### [Given exercise]
Please scale the records between the lines holding "like [(351, 52)]." and "[(155, 143), (22, 221), (338, 248), (288, 310)]", inclusive, and write out only those lines again, requests included. Multiply every point coordinate in the answers by 1.6 and round to whole numbers, halves up, leaving the numbers in the requests and their format samples unchanged.

### [Records to process]
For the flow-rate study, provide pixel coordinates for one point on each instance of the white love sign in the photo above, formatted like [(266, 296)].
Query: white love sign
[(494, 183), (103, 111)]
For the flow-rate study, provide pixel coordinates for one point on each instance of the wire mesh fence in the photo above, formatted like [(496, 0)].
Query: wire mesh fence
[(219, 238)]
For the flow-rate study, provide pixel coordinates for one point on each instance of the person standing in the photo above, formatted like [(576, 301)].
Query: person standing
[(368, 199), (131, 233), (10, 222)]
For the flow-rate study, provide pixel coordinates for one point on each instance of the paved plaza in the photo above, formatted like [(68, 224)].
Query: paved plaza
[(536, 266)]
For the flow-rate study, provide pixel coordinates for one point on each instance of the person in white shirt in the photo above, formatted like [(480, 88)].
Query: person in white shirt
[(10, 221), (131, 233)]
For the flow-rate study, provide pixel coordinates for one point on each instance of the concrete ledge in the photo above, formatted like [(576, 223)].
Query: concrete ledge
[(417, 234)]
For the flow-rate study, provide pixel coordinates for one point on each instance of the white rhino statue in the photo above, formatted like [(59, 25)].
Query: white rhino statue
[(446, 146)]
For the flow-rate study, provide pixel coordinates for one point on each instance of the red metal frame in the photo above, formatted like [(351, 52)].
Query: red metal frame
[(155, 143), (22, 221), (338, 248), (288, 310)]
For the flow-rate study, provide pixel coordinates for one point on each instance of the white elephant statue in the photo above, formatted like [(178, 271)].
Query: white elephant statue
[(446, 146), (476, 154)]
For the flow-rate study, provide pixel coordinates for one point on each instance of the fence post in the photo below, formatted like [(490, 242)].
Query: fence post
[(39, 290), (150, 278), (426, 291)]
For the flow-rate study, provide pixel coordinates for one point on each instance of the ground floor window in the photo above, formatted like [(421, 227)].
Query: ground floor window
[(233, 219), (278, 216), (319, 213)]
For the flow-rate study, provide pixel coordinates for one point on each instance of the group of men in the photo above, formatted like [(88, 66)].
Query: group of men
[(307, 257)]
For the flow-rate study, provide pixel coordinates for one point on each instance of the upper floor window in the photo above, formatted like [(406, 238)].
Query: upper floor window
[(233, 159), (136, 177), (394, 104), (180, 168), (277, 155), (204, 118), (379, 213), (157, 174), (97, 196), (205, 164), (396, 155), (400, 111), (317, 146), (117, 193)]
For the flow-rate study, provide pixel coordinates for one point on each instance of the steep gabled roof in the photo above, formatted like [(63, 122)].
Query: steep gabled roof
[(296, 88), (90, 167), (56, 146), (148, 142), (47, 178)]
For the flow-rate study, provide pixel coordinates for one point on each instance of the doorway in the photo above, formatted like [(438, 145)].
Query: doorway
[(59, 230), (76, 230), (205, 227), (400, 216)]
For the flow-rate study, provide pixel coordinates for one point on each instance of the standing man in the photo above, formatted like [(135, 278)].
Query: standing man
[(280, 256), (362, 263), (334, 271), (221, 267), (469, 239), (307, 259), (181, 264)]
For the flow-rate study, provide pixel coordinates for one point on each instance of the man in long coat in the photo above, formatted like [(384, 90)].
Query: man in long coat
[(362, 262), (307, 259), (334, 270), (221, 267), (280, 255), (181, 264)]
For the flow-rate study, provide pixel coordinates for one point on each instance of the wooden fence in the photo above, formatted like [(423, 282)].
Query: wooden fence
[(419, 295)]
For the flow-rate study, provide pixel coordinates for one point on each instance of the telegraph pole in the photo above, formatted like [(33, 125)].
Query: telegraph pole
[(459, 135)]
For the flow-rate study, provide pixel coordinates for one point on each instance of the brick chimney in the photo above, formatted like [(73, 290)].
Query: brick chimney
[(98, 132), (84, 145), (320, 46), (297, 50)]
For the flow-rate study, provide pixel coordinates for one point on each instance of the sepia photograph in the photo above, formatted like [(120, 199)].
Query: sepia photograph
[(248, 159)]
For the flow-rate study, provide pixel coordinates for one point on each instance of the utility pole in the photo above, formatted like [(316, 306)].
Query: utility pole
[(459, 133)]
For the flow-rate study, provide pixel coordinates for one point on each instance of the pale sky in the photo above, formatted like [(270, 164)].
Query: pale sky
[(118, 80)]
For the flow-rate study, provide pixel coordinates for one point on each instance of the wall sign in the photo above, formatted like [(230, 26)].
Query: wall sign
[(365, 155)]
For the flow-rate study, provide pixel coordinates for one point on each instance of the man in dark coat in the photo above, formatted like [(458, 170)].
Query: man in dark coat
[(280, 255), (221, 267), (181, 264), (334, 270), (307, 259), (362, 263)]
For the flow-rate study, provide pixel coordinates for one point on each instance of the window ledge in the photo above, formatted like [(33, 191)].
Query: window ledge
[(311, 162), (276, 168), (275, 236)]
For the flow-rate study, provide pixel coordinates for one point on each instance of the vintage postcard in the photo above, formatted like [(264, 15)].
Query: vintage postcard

### [Full solution]
For the flow-rate study, provide pixel coordinates for one point on each instance of the red metal frame in the photo above, formatted like [(351, 52)].
Query: red metal frame
[(248, 229), (35, 354), (541, 397), (461, 496)]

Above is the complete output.